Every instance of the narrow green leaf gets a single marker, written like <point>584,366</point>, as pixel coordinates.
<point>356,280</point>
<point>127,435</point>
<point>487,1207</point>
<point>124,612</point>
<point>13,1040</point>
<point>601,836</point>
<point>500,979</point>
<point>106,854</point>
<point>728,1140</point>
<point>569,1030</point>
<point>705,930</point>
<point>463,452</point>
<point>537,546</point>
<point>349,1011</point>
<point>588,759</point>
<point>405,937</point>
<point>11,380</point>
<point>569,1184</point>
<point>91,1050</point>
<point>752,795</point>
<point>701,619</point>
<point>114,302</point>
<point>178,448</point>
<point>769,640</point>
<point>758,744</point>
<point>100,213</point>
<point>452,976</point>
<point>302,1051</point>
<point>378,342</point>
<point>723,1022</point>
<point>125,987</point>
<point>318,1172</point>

> SOAL LATIHAN
Susun seluruh baris di atas sebagai daftar JSON berisi string, satu string untuk tiap baris, tanpa baris kosong.

> PENYELESAIAN SOAL
[
  "Every instance of the narrow green leaf gets a single marker, written like <point>584,366</point>, as pixel coordinates.",
  "<point>356,280</point>",
  "<point>127,435</point>",
  "<point>487,1207</point>",
  "<point>124,612</point>",
  "<point>13,1040</point>",
  "<point>601,836</point>",
  "<point>500,979</point>",
  "<point>106,854</point>",
  "<point>728,1140</point>",
  "<point>569,1030</point>",
  "<point>705,930</point>",
  "<point>463,452</point>",
  "<point>537,546</point>",
  "<point>349,1011</point>",
  "<point>588,759</point>",
  "<point>405,937</point>",
  "<point>11,380</point>",
  "<point>569,1184</point>",
  "<point>91,1050</point>",
  "<point>752,795</point>",
  "<point>701,619</point>",
  "<point>114,302</point>",
  "<point>178,448</point>",
  "<point>769,640</point>",
  "<point>758,744</point>",
  "<point>100,213</point>",
  "<point>452,976</point>",
  "<point>302,1051</point>",
  "<point>378,342</point>",
  "<point>723,1022</point>",
  "<point>125,987</point>",
  "<point>318,1172</point>"
]